TEXT ▸
+===+
Here’s one of the more unique perks offered gratis by a US airline. Wine flies free on Alaska Airlines if you are a member of their loyalty program Mileage Plan. If you've been sipping some Syrah in Sonoma and decide to take a case home to enjoy, Alaska Airlines will waive the checked item fee on flights to/from 29 West Coast cities. Find out more about this sparkling service here


Now that you’ve learned you can get your wine flown in the cargo hold for free, how about some in the cabin? If you happen to be jetting on a holiday, like New Year's Day or on Southwest’s Birthday (June 18), the Texas-based airline will serve you a free alcoholic beverage of your choice. They switch up which occasions they provide these freebies, so either visit the Southwest website or listen to onboard announcements if your flight happens to fall on a holiday. For Pacific Northwest travelers, Horizon Air, Alaska Airline’s regional provider offers local craft beers and wines free of charge. Flights to/from the mainland to Hawaii on Hawaiian Airlines also serve up wine and local lager like Bikini Blonde by Maui Brewing Company. Domestically, on American shuttle service from cities like New York (LGA) to Chicago (ORD) will be treated to free beer and wine inflight, as well as flyers from Dallas (DFW) to Honolulu (HNL). Upgrade to Main Cabin Extra on American starting this June you'll also be offered an in-flight tipple. If you prefer spirits, you’ll have to be flying transpacific to Japan (NRT), Hong Kong (HKG) or Oceania on American to receive the free hard-stuff. For other long-haul international flights, like those to Europe, Asia, or certain destination in Latin America, all three Legacy carriers offer free beer and wine onboard those routes.
+===+
SUPPLIED DATA ▸
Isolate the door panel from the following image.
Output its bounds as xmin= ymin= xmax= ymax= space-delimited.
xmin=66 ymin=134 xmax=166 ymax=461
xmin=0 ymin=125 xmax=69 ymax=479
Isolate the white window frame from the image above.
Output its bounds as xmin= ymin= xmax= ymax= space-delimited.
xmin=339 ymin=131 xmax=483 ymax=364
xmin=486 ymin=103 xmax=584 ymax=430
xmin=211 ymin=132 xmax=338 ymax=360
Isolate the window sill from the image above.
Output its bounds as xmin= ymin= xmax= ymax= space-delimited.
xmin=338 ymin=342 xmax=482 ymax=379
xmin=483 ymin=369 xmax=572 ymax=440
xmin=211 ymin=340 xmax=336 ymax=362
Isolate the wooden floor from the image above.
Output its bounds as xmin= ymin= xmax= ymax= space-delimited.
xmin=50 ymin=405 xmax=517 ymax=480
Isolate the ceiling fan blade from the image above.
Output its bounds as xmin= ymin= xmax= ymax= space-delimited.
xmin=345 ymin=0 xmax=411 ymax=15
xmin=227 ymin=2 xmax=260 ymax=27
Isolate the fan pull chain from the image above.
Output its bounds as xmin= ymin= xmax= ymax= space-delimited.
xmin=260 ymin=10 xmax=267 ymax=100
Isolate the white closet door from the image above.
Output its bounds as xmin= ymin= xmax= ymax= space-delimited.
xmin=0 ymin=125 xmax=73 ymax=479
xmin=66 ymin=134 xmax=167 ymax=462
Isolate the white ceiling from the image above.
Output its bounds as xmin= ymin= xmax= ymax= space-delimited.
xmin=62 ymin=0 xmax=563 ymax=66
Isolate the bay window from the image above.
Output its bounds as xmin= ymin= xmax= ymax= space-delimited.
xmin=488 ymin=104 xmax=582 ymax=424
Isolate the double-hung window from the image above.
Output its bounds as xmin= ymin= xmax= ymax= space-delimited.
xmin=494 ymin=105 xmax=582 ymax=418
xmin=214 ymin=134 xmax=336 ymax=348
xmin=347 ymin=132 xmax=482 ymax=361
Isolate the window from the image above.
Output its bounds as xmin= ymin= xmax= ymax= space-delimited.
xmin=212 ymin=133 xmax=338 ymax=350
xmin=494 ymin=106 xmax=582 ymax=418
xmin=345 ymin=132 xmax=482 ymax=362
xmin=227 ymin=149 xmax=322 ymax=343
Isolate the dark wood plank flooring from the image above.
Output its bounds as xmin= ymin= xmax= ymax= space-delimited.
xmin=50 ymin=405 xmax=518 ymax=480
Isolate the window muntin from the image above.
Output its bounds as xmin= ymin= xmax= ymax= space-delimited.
+===+
Answer these questions from the text on free airline drinks:
1. Which loyalty program must a traveler belong to for wine to fly free on Alaska Airlines?
2. On what date does Southwest's Birthday fall?
3. Which local lager is named as served on Hawaiian Airlines flights between the mainland and Hawaii?
Nothing in the listing is needed here.

ANSWER FOR THE TASK ▸
1. Mileage Plan.
2. June 18.
3. Bikini Blonde by Maui Brewing Company.